List of tasks:
**1.** Write out the passage of the article on the AIG founder's lawsuit starting at "His argument is" and ending at "of the company.", using "stockholders" in place of "shareholders".
**2.** Using the article on the AIG founder's lawsuit, answer:
(a) How large was the fine Greenberg paid over his off-the-books schemes?
(b) Who was the Treasury official that oversaw AIG's restructuring?
(c) What stake in AIG did the deal offer in exchange for the initial $85 billion?

— start Extract provided —

AIG Founder Suing For Not Being Allowed To Fail, Demanding Billions

In the Pixar movie The Incredibles one of the opening scenes involves the hero, named Mr. Incredible, saving a man who was jumping off of a building. Following that, the man then sues Mr. Incredible for the act, saying, “You didn’t save my life, you ruined my death, that’s what you did!”

In the same vein, we have Maurice “Hank” Greenberg, the founder of AIG, suing the U.S. government. Why, you may ask? For saving his company from financial ruin.

His argument is that the U.S. government had seized AIGs assets illegally, and that as such, the U.S. Treasury needs to now pay him and the other AIG shareholders at the time the original value of the company.

He was already railing against the deal in 2008, when he claimed that had he still been chairman the company would not have been in the dire straits it was in. This, of course, is laughable, as he created the very tools which brought AIG down. He also neglects to note that he was forced out due to his use of off-the-books schemes to fake profitability, something he paid a $15 million fine for some years back, with AIG itself paying $1.6 billion in penalties. So, perhaps he is right; it would not have been in the dire straights it was in — it would have been far, far worse.

James Millstein, the Treasury official who oversaw AIG’s restructuring, had this to say on the bailout of AIG:

“The AIG which came begging to the Fed’s doorstep was the AIG that Hank Greenberg built. It’s capital structure was opaque, it was heavily dependent on short-term funding, with a highly leveraged financial products subsidiary that had been organized to evade effective regulatory oversight. [Greenberg] ran the parent company like a hedge fund with a triple A rating.”

The deal itself was not the U.S. Treasury’s own design. AIG’s board had been approaching various lenders with the deal for over a week when they approached the U.S. government. The deal which AIG came to the table with is, for an 80 percent stake in the company, an initial $85 billion with the option for additional lending in the future. The U.S.. Treasury accepted the offer given by AIG, and as a result, the company was saved.

— end Extract provided —
— start Information shown —

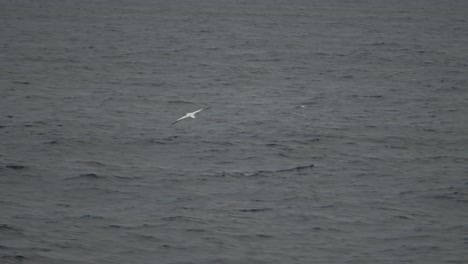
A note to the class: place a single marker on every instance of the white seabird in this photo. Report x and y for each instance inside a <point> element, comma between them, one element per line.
<point>192,114</point>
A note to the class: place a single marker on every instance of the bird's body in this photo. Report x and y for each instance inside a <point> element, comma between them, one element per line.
<point>191,115</point>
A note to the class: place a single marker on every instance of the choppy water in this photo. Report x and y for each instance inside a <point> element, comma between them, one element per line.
<point>338,132</point>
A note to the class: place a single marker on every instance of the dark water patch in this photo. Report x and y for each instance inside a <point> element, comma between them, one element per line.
<point>15,167</point>
<point>184,219</point>
<point>87,176</point>
<point>16,258</point>
<point>255,210</point>
<point>9,229</point>
<point>195,230</point>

— end Information shown —

Per-task outputs:
**1.**
His argument is that the U.S. government had seized AIGs assets illegally, and that as such, the U.S. Treasury needs to now pay him and the other AIG stockholders at the time the original value of the company.

**2.**
(a) $15 million
(b) James Millstein
(c) An 80 percent stake